DATA FOR THE TASK:

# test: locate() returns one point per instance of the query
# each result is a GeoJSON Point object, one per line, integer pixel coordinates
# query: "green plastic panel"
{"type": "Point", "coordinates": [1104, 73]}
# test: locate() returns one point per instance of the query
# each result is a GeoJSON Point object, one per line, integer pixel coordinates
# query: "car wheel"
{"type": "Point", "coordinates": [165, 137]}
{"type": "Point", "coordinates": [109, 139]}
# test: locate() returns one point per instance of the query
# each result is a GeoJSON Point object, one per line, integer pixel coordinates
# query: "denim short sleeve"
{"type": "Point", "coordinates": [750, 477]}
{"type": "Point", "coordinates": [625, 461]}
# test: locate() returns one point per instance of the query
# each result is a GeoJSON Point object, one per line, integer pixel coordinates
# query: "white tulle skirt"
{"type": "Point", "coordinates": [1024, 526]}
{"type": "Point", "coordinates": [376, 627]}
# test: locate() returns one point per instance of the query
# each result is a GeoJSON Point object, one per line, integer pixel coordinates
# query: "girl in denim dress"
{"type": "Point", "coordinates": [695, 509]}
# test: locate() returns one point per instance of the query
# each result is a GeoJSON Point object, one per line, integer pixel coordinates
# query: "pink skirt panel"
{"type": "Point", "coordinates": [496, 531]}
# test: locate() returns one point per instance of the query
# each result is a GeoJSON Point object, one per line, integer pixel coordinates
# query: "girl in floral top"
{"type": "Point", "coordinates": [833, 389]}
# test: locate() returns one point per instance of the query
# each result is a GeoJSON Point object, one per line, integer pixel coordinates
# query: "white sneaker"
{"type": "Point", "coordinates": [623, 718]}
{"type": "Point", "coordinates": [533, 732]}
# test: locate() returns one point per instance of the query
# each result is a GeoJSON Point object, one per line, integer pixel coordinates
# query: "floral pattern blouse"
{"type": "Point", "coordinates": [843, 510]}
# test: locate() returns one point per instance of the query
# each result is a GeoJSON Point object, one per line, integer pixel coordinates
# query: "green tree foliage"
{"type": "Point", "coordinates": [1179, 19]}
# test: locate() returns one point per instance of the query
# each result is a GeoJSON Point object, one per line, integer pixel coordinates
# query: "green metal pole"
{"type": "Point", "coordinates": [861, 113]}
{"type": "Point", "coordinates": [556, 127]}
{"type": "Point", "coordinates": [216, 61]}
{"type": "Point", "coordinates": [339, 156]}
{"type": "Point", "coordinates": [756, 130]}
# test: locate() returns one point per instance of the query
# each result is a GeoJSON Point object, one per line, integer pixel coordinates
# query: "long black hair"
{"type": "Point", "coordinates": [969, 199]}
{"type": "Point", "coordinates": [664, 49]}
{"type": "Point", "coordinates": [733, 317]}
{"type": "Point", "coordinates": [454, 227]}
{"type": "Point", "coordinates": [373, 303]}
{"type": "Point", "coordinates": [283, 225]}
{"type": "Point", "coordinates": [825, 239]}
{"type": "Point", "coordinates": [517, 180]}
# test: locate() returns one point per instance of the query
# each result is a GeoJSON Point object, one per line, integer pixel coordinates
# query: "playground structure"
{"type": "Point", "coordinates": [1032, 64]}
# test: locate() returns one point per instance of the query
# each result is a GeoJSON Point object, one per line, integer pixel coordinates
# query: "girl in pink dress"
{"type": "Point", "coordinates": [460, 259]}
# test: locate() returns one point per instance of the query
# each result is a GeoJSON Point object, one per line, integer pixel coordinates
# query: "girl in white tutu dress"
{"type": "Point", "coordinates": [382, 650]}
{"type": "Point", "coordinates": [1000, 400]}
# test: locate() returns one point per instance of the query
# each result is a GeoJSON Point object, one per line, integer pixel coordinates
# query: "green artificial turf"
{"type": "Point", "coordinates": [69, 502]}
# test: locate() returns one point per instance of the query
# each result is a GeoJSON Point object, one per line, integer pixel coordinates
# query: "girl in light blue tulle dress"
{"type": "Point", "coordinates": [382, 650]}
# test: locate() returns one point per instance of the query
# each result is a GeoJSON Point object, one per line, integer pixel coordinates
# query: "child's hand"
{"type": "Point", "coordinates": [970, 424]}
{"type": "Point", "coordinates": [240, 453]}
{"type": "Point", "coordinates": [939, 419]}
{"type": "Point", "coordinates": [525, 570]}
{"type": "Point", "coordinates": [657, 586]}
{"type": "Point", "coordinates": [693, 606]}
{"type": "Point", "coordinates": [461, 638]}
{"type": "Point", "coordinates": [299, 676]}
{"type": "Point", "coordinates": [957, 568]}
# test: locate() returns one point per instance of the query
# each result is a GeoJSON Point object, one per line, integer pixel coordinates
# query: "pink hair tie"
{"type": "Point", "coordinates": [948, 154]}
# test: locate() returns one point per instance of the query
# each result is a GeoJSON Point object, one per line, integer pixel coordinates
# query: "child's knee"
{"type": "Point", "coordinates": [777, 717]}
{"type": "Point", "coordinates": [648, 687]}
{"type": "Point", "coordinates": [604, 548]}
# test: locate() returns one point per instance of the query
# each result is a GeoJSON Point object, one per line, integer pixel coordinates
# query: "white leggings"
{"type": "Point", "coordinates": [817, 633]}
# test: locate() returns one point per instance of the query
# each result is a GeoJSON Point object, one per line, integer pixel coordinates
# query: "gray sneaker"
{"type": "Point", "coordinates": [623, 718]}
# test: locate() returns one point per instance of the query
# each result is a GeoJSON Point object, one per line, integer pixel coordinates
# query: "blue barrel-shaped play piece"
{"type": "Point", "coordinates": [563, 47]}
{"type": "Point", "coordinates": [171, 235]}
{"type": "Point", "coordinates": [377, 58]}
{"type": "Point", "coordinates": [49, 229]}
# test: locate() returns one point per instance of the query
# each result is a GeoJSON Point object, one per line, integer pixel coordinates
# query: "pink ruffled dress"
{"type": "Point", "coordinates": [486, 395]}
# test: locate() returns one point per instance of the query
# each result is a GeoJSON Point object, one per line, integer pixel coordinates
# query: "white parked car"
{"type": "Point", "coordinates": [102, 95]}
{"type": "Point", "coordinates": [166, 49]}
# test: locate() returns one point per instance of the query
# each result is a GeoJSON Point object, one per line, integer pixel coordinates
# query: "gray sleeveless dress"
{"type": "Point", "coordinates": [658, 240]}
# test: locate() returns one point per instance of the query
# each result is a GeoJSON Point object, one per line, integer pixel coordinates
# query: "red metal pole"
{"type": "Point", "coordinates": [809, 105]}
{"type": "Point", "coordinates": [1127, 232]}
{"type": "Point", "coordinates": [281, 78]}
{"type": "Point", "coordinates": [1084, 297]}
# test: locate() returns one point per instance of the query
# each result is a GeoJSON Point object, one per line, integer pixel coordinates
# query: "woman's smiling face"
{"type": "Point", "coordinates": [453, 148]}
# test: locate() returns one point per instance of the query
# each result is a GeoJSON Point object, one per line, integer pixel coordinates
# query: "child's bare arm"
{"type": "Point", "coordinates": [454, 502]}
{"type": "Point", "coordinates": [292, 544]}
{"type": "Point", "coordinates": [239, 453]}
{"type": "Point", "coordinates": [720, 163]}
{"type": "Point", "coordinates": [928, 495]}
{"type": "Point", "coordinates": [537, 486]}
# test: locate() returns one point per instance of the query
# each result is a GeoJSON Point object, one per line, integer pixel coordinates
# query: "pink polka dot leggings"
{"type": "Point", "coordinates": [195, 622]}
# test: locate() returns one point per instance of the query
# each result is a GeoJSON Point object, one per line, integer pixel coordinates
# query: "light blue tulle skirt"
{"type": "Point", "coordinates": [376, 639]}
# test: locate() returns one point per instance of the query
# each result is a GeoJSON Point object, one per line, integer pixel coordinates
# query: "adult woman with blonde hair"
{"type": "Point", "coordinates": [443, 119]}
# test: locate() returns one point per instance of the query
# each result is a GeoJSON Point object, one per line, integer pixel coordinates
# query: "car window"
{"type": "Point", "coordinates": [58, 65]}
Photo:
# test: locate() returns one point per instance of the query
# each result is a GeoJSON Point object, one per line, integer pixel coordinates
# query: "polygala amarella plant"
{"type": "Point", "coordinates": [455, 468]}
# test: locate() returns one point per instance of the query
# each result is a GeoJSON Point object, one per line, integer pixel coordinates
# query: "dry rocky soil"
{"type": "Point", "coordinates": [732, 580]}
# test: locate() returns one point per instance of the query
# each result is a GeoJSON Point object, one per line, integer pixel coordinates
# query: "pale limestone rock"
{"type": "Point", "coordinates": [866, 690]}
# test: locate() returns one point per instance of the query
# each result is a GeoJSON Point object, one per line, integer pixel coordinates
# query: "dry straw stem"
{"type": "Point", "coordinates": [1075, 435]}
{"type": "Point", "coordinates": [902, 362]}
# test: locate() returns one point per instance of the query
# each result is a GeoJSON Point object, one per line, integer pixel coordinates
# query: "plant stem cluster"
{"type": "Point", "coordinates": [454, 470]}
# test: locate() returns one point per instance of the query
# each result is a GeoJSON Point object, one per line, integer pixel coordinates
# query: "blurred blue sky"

EXERCISE OBJECTIVE:
Identify each line above that contains the word "sneaker", and copy those lines.

ANSWER:
# query: "white sneaker"
# query: "gray sneaker"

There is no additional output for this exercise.